**Task set:**
• 1. Output the part of the cannabis packaging text starting at "SECTION 1. Section" and ending at "attractive to children.", word for word.
• 2. In the cannabis packaging text, why must a package include a unique identifier before delivery or sale at a retailer? Answer in one to three sentences.

Text under study Start Marker

Unfortunately, though it added clarity for glass containers, the new statute has sometimes been construed to restrict packaging only to glass bottles (albeit of any color) and/or to not allow plastic containers to be clear.

Current Regulations (post AB 1222) for Cannabis Beverage Packaging

SECTION 1. Section 26120 of the Business and Professions Code is amended to read:

  • (a) Prior to delivery or sale at a retailer, cannabis and cannabis products shall be labeled and placed in a tamper-evident, child-resistant package and shall include a unique identifier for the purposes of identifying and tracking cannabis and cannabis products. If the cannabis or cannabis product contains multiple servings, the package shall also be resealable.
  • (b) Packages and labels shall not be made to be attractive to children.
  • (c) All cannabis and cannabis product labels and inserts shall include the following information prominently displayed in a clear and legible fashion in accordance with the requirements, including font size, prescribed by the department:
    • (1) The following statements, in bold print:
      • (A) For cannabis: “GOVERNMENT WARNING: THIS PACKAGE CONTAINS CANNABIS, A SCHEDULE I CONTROLLED SUBSTANCE. KEEP OUT OF REACH OF CHILDREN AND ANIMALS. CANNABIS MAY ONLY BE POSSESSED OR CONSUMED BY PERSONS 21 YEARS OF AGE OR OLDER UNLESS THE PERSON IS A QUALIFIED PATIENT. CANNABIS USE WHILE PREGNANT OR BREASTFEEDING MAY BE HARMFUL. CONSUMPTION OF CANNABIS IMPAIRS YOUR ABILITY TO DRIVE AND OPERATE MACHINERY. PLEASE USE EXTREME CAUTION.”
      • (B) For cannabis products: “GOVERNMENT WARNING: THIS PRODUCT CONTAINS CANNABIS, A SCHEDULE I CONTROLLED SUBSTANCE. KEEP OUT OF REACH OF CHILDREN AND ANIMALS. CANNABIS PRODUCTS MAY ONLY BE POSSESSED OR CONSUMED BY PERSONS 21 YEARS OF AGE OR OLDER UNLESS THE PERSON IS A QUALIFIED PATIENT. THE INTOXICATING EFFECTS OF CANNABIS PRODUCTS MAY BE DELAYED UP TO TWO HOURS. CANNABIS USE WHILE PREGNANT OR BREASTFEEDING MAY BE HARMFUL. CONSUMPTION OF CANNABIS PRODUCTS IMPAIRS YOUR ABILITY TO DRIVE AND OPERATE MACHINERY. PLEASE USE EXTREME CAUTION.”
    • (2) For packages containing only dried flower, the net weight of cannabis in the package.
    • (3) Identification of the type of cannabis or cannabis product and the date of packaging.
    • (4) The appellation of origin, if any.
    • (5) List of pharmacologically active ingredients, including, but not limited to, tetrahydrocannabinol (THC), cannabidiol (CBD), and other cannabinoid content, the THC and other cannabinoid amount in milligrams per serving, servings per package, and the THC and other cannabinoid amount in milligrams for the package total.
    • (6) A warning if nuts or other known allergens are used.

Text under study End Marker
Dataset content Start Marker

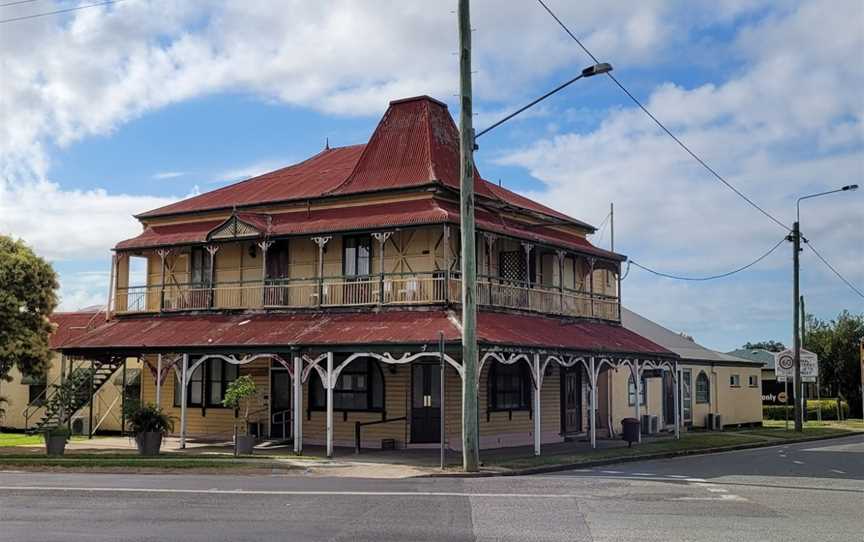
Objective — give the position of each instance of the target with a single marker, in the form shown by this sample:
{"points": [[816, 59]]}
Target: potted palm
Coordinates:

Dataset content End Marker
Dataset content Start Marker

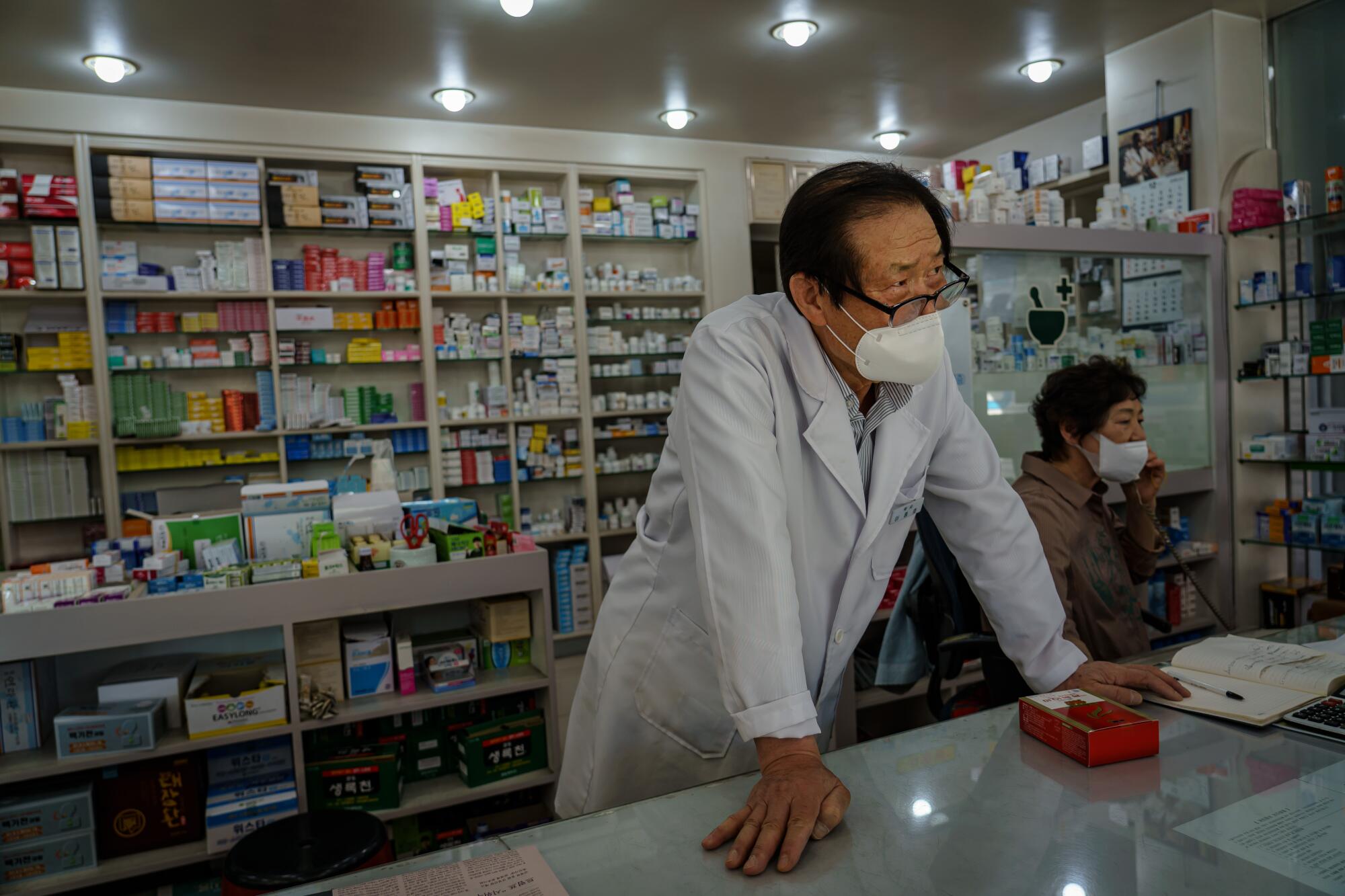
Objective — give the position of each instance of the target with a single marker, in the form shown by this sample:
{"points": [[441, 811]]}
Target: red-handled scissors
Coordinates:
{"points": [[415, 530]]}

Dataset content End Marker
Dataset content Start Marker

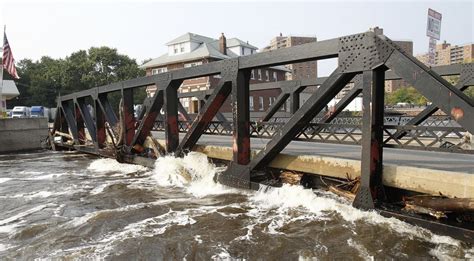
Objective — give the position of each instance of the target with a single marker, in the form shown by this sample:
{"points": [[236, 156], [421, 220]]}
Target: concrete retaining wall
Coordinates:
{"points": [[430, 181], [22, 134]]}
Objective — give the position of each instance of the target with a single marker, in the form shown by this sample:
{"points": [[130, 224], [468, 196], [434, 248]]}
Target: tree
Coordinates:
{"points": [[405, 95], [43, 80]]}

Dataset content End Marker

**Exercise results:**
• 1.
SECTION 1. Section 26120 of the Business and Professions Code is amended to read:

  • (a) Prior to delivery or sale at a retailer, cannabis and cannabis products shall be labeled and placed in a tamper-evident, child-resistant package and shall include a unique identifier for the purposes of identifying and tracking cannabis and cannabis products. If the cannabis or cannabis product contains multiple servings, the package shall also be resealable.
  • (b) Packages and labels shall not be made to be attractive to children.

• 2. The unique identifier serves to identify and track cannabis and cannabis products.